Entries supplied:

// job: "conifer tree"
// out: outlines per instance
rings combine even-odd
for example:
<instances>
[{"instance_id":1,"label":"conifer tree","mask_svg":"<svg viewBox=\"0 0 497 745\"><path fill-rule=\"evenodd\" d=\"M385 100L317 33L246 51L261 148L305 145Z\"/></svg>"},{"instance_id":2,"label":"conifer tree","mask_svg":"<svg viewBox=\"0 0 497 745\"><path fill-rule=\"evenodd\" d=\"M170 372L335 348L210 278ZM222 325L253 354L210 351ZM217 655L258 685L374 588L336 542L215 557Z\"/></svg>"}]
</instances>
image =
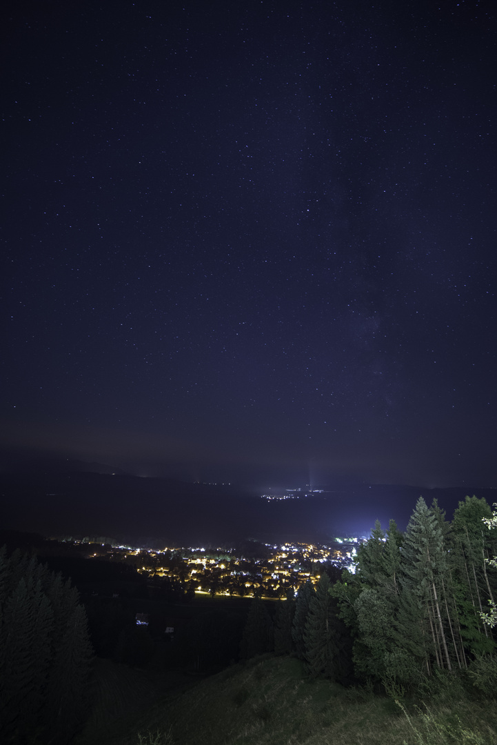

Exercise description:
Reproduce every line of the items above word for word, leaving out the pictures.

Result for this task:
// job: "conifer tree"
// out: outlines per instance
rings combine even-odd
for example:
<instances>
[{"instance_id":1,"label":"conifer tree","mask_svg":"<svg viewBox=\"0 0 497 745\"><path fill-rule=\"evenodd\" d=\"M385 100L317 33L246 51L261 148L305 145Z\"/></svg>"},{"instance_id":2,"label":"conifer tree","mask_svg":"<svg viewBox=\"0 0 497 745\"><path fill-rule=\"evenodd\" d=\"M170 372L335 348L210 278ZM222 325L253 354L210 351ZM217 655L258 685L374 588L336 542L215 557Z\"/></svg>"}]
</instances>
image =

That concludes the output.